How to complete this task: Can you lay out the data below as a Markdown table with the columns Row and Line, covering only the lines from the start of the data through the line containing "94L195 96L196 91H193L192", inclusive, and skipping blank lines?
--------------------------------------------------
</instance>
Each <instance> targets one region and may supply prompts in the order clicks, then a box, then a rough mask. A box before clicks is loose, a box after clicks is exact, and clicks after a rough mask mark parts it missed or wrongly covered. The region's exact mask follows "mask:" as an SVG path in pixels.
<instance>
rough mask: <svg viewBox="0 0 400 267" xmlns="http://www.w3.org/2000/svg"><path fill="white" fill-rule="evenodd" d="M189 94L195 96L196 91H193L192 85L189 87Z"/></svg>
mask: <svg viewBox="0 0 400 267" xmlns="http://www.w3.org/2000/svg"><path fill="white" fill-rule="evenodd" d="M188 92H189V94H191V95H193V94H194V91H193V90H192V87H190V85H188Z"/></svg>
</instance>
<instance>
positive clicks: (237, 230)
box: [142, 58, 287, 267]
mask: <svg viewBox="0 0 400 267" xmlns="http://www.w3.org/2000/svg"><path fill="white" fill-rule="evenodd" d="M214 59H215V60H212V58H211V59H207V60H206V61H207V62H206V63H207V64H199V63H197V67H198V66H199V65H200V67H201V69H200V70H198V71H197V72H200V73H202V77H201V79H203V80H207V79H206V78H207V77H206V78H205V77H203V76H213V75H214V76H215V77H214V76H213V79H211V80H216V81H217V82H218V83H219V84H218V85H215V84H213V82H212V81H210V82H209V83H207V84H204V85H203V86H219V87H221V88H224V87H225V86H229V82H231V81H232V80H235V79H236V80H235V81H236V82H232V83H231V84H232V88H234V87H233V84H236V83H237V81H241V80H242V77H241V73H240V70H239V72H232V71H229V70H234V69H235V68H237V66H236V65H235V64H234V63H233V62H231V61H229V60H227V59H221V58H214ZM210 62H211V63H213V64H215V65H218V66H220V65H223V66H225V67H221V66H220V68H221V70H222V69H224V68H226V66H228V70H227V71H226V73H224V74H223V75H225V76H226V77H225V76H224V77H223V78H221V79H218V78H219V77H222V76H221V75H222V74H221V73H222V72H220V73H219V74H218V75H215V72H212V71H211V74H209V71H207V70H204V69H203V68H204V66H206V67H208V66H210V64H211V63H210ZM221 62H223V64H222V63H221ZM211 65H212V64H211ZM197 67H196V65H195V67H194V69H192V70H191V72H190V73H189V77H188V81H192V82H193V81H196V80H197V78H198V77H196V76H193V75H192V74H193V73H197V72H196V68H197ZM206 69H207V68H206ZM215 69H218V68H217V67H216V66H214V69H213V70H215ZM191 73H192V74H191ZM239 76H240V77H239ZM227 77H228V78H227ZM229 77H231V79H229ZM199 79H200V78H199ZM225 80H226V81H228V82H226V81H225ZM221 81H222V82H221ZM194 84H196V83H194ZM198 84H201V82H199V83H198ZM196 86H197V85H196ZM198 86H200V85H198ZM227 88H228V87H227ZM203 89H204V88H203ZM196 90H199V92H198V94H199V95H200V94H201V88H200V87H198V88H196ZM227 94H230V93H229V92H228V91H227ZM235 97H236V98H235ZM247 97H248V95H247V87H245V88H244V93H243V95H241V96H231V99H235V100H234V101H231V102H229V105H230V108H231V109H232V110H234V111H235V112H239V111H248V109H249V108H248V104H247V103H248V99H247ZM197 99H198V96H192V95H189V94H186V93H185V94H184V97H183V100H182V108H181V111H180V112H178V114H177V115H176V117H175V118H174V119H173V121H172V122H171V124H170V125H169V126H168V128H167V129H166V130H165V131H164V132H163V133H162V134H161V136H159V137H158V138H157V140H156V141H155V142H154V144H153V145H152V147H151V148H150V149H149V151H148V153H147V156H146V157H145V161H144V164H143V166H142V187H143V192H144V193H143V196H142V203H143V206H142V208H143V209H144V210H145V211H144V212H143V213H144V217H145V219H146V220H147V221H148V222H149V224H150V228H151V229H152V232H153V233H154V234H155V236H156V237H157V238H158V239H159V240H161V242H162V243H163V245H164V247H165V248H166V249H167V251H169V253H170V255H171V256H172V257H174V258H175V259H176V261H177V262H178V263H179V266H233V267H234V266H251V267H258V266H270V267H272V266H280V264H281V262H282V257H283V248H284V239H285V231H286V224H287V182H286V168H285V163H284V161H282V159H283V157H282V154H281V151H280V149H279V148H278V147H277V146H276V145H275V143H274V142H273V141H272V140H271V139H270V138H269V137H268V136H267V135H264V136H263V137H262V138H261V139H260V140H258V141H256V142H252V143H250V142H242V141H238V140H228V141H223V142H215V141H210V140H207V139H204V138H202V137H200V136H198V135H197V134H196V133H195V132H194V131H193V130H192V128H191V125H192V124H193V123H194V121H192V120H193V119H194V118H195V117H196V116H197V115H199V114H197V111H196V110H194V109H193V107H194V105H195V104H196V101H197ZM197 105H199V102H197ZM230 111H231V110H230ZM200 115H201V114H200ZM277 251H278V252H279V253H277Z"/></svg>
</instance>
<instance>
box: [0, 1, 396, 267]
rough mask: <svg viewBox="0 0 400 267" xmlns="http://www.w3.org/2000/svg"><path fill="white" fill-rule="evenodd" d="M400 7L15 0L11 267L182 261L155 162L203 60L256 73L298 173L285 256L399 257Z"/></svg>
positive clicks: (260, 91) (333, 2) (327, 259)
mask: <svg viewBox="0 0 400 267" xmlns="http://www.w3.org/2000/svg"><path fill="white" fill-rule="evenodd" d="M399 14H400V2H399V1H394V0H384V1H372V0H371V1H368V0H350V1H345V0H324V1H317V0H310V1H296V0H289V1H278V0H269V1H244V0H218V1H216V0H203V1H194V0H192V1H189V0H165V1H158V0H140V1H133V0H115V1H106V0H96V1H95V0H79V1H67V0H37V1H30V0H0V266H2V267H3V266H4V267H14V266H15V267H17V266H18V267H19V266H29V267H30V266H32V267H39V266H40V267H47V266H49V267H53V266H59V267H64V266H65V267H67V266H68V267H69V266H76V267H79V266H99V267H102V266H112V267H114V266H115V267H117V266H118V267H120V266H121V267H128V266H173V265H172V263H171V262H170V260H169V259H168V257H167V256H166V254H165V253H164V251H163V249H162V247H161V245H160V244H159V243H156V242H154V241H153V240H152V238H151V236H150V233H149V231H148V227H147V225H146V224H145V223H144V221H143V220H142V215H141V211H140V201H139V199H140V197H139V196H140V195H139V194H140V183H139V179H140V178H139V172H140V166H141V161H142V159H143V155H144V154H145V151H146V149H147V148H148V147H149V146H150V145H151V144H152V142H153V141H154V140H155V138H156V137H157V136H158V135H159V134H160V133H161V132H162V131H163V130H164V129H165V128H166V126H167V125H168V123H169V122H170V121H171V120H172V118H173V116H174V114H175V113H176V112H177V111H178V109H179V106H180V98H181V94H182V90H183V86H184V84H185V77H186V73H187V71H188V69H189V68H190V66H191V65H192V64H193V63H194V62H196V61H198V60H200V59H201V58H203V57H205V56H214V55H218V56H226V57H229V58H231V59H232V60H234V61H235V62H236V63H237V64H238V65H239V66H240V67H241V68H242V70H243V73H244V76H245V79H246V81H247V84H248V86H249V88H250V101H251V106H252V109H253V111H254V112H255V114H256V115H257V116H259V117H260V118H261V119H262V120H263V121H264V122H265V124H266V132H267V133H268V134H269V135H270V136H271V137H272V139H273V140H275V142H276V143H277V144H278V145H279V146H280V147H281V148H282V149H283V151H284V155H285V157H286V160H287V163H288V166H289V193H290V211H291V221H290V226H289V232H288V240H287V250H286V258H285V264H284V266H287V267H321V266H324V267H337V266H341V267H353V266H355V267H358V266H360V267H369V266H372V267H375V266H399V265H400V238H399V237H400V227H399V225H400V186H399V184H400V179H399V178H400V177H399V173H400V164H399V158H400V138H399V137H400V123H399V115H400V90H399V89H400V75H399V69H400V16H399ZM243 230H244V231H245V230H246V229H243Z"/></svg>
--------------------------------------------------
Task result:
| Row | Line |
|---|---|
| 1 | </instance> |
| 2 | Each <instance> targets one region and may supply prompts in the order clicks, then a box, then a rough mask. A box before clicks is loose, a box after clicks is exact, and clicks after a rough mask mark parts it missed or wrongly covered. The region's exact mask follows "mask:" as an SVG path in pixels. |
| 3 | <instance> |
| 4 | rough mask: <svg viewBox="0 0 400 267" xmlns="http://www.w3.org/2000/svg"><path fill="white" fill-rule="evenodd" d="M189 94L195 96L196 91H193L192 85L189 87Z"/></svg> |